*Quoted passage:*
----------------------------------------
Following the tragic incident at Dreamworld in October it hasn't just been Ardent Leisure Group (ASX: AAD) that has seen a drop in business.
MovieWorld and SeaWorld operator Village Roadshow Ltd (ASX: VRL) has unfortunately seen a drop in visitor numbers to its theme parks as well according to an announcement out of the company today.
Its share price has plunged 8% to $4.09 on the news.
At its annual general meeting in November the company revealed that after a strong start to the financial year, trading at its theme parks became inconsistent following the Dreamworld incident.
Today's release reveals that although international and inter-state visitor numbers remain in line with the prior year, the key local Queensland market has seen a 12% drop in attendances since the Dreamworld incident.
This is a big problem for the company as the market represents approximately 60% of its total attendees.
As well as a drop in ticket sales revenue, management expects to see a decline from food and beverage, retail, and other in-park revenue in its half-year results.
----------------------------------------
*Problem details:* Reproduce the article on Village Roadshow's drop in theme park visitors word for word. The rows that follow were taken from a separate source and have nothing to do with the article.

*Given information:*
----------------------------------------
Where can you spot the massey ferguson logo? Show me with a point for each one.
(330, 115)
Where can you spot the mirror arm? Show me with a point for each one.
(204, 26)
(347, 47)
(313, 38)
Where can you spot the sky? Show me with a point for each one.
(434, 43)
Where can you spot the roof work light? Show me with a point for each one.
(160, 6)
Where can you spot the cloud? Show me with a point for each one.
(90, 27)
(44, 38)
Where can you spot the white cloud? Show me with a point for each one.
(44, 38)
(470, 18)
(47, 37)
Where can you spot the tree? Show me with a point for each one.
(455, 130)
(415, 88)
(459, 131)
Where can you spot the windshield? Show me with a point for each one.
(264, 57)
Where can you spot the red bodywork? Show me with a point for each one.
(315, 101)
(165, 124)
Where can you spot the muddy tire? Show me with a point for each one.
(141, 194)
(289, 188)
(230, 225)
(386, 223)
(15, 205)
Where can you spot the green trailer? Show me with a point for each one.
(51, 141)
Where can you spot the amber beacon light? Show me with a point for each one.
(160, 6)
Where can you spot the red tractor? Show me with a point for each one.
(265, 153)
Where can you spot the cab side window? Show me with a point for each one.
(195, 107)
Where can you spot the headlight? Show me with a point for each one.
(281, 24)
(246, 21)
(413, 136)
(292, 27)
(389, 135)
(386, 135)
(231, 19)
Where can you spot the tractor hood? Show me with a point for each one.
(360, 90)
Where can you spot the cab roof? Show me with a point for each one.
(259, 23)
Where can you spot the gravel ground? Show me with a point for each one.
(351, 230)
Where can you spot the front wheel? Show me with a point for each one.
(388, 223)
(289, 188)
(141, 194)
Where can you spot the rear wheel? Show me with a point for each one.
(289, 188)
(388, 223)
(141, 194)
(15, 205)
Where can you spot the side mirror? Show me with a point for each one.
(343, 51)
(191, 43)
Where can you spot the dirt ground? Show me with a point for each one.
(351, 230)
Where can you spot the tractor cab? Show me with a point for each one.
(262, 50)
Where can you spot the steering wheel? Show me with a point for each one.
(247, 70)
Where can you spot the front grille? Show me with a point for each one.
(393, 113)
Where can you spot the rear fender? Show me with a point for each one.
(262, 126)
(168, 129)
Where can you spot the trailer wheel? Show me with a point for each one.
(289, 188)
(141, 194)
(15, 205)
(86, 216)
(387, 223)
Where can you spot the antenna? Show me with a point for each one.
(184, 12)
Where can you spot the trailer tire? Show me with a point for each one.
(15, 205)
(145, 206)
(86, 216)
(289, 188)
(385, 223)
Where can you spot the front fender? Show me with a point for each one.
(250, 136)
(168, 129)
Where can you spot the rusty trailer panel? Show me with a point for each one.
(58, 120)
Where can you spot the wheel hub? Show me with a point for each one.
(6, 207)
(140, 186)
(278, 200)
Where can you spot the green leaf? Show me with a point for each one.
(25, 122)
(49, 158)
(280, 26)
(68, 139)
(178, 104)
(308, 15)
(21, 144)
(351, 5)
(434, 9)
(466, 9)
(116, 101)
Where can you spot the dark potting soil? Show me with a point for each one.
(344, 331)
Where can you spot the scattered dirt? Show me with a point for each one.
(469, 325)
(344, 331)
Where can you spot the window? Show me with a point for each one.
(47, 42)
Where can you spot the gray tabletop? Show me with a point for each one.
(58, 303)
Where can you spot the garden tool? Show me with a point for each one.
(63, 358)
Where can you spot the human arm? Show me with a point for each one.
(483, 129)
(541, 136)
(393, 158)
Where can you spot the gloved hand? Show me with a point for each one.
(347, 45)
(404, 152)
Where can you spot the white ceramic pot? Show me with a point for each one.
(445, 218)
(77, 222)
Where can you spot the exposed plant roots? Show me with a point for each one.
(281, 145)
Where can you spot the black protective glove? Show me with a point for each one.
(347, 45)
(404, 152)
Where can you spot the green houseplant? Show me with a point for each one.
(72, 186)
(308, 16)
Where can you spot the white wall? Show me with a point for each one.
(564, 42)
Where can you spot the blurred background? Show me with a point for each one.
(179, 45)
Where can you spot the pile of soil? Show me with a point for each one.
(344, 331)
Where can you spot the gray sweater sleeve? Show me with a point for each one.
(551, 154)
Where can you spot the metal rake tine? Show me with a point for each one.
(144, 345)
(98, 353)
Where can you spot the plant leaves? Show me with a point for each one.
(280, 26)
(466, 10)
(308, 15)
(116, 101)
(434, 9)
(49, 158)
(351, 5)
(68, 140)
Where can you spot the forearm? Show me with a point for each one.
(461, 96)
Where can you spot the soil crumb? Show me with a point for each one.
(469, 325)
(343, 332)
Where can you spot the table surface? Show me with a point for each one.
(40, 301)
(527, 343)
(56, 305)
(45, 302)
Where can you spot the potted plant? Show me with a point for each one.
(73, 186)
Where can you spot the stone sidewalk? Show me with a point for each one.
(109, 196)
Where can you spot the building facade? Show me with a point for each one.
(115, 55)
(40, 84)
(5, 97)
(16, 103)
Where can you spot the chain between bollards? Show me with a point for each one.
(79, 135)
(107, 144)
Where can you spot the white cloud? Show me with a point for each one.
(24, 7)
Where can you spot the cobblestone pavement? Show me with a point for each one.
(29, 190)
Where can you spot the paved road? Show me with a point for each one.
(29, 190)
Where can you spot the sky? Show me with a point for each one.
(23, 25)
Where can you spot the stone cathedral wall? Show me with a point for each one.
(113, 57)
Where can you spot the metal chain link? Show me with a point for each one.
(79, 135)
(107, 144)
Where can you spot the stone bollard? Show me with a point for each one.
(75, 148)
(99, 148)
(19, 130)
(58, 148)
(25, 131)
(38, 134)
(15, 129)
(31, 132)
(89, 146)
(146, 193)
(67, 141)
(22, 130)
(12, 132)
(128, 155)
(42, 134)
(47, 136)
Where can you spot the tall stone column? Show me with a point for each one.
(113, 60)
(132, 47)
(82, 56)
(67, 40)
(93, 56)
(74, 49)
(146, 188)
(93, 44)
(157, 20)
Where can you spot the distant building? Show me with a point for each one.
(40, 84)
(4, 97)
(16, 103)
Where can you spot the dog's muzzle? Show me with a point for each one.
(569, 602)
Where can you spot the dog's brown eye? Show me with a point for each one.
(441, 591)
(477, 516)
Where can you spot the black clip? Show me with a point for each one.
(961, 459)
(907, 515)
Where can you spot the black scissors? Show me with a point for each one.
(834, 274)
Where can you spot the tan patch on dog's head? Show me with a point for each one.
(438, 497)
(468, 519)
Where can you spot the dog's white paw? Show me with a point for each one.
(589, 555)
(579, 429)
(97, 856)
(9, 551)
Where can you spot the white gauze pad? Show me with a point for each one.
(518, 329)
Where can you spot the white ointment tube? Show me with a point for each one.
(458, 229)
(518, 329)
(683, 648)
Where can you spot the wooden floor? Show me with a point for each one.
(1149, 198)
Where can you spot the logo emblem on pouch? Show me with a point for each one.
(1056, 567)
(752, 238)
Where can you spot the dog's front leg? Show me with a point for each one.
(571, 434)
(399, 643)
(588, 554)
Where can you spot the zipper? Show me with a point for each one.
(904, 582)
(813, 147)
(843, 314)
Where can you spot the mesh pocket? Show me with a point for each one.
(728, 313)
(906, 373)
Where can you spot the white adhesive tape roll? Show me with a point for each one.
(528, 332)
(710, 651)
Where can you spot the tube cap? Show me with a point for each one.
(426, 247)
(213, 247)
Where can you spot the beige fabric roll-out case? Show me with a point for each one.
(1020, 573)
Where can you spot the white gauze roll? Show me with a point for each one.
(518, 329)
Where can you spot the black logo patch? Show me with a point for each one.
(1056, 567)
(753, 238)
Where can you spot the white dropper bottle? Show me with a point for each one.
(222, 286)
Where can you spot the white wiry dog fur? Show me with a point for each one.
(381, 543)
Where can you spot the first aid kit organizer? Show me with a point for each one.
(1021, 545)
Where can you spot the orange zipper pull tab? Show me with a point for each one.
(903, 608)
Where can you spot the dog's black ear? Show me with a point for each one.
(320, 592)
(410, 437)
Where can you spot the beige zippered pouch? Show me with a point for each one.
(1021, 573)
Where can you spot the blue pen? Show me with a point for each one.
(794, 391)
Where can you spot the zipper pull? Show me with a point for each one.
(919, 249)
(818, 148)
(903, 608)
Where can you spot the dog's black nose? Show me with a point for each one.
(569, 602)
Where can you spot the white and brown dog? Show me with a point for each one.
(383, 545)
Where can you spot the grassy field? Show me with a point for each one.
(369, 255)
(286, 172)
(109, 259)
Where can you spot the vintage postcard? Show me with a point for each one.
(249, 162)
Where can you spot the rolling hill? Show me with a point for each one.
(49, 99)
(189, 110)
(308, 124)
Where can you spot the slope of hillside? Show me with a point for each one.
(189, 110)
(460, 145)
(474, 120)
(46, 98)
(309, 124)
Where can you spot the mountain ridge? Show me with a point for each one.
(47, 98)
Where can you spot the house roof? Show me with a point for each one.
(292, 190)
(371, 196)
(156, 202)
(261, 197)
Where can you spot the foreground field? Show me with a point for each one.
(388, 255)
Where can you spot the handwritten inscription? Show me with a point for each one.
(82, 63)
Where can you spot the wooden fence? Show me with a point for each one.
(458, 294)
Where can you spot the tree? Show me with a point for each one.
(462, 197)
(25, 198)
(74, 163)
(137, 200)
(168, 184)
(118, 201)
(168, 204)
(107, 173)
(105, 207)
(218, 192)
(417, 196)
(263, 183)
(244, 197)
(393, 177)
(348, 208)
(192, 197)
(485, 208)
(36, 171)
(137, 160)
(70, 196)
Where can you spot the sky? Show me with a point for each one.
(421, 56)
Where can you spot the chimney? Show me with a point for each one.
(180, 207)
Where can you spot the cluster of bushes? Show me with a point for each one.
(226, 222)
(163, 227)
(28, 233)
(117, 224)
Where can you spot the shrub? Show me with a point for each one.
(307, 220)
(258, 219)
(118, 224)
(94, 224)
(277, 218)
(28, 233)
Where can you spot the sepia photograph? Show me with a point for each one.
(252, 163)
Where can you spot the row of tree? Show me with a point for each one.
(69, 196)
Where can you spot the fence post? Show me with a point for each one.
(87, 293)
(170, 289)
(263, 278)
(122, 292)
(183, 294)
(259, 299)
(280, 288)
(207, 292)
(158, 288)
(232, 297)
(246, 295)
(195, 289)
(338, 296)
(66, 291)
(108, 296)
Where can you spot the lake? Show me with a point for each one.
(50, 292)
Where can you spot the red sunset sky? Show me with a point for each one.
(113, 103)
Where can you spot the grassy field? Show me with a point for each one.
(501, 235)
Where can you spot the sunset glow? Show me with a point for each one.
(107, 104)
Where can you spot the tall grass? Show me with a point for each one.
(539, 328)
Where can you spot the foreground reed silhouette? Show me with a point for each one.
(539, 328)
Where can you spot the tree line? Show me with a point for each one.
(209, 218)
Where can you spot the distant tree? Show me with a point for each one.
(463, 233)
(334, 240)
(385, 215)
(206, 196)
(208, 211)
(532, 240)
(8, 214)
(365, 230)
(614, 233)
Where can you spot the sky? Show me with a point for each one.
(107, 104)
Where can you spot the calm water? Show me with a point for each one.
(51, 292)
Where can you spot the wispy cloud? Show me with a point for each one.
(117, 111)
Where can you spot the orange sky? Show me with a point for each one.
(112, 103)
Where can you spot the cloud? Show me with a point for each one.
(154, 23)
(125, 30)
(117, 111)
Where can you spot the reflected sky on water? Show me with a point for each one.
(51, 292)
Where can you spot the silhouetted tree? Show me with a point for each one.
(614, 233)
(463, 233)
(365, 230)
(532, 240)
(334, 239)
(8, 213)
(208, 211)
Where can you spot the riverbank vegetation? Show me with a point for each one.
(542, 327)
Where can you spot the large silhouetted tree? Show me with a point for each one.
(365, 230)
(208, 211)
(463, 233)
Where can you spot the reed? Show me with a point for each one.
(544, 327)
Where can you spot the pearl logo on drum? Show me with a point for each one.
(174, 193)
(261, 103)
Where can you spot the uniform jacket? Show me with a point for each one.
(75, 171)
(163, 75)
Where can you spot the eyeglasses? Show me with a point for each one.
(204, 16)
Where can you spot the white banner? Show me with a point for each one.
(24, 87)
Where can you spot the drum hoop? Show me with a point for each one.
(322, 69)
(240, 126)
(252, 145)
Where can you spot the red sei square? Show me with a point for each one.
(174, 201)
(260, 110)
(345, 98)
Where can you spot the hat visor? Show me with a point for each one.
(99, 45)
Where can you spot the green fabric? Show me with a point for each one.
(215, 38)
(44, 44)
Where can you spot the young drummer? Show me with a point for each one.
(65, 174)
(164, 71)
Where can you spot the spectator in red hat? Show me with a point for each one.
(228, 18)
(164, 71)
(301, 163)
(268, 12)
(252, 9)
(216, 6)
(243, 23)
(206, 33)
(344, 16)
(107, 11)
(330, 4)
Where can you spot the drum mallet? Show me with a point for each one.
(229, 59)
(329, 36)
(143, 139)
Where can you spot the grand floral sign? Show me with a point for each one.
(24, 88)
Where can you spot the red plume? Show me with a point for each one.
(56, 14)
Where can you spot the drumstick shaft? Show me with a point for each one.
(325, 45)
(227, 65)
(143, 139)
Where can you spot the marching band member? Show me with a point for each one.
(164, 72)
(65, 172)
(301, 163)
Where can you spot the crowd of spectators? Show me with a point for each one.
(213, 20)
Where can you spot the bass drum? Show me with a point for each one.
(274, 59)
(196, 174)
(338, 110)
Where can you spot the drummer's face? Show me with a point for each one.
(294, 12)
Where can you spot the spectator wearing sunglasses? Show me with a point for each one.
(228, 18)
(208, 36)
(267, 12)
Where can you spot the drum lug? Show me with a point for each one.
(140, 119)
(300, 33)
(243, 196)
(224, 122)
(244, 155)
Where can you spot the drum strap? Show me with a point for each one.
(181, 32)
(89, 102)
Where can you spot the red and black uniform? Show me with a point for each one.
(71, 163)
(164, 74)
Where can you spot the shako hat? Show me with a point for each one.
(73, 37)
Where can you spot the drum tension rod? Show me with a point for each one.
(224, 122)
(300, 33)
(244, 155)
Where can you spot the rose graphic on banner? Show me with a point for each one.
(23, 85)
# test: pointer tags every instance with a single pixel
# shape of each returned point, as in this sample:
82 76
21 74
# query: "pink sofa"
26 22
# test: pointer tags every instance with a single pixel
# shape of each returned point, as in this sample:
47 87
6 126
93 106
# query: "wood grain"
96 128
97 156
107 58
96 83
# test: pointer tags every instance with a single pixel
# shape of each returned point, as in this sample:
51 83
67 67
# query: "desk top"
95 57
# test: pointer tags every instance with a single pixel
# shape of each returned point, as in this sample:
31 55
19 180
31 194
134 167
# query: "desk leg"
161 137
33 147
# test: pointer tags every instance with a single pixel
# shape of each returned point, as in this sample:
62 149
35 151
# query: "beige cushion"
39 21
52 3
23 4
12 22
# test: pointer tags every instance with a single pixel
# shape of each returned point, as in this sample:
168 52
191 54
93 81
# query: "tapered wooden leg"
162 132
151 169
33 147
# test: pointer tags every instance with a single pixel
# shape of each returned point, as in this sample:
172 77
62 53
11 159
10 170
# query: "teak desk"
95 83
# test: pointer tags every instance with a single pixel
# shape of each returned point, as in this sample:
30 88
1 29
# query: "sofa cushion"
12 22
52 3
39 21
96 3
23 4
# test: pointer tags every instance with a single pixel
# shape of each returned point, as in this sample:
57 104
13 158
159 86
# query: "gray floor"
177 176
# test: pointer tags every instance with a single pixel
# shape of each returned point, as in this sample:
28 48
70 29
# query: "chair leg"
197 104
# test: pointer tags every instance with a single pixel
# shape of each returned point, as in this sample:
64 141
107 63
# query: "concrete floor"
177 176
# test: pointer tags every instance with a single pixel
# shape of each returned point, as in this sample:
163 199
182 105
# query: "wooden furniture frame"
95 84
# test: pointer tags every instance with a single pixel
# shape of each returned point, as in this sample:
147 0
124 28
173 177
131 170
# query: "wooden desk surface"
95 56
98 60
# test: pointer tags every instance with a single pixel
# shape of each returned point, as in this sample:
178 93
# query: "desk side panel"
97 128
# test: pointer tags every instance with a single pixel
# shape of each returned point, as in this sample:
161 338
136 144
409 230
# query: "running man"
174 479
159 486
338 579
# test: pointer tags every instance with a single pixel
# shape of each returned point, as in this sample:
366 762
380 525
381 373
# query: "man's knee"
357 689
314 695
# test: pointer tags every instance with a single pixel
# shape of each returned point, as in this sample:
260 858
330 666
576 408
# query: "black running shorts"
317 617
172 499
----------------------------------------
*Written answer:*
Following the tragic incident at Dreamworld in October it hasn't just been Ardent Leisure Group (ASX: AAD) that has seen a drop in business.
MovieWorld and SeaWorld operator Village Roadshow Ltd (ASX: VRL) has unfortunately seen a drop in visitor numbers to its theme parks as well according to an announcement out of the company today.
Its share price has plunged 8% to $4.09 on the news.
At its annual general meeting in November the company revealed that after a strong start to the financial year, trading at its theme parks became inconsistent following the Dreamworld incident.
Today's release reveals that although international and inter-state visitor numbers remain in line with the prior year, the key local Queensland market has seen a 12% drop in attendances since the Dreamworld incident.
This is a big problem for the company as the market represents approximately 60% of its total attendees.
As well as a drop in ticket sales revenue, management expects to see a decline from food and beverage, retail, and other in-park revenue in its half-year results.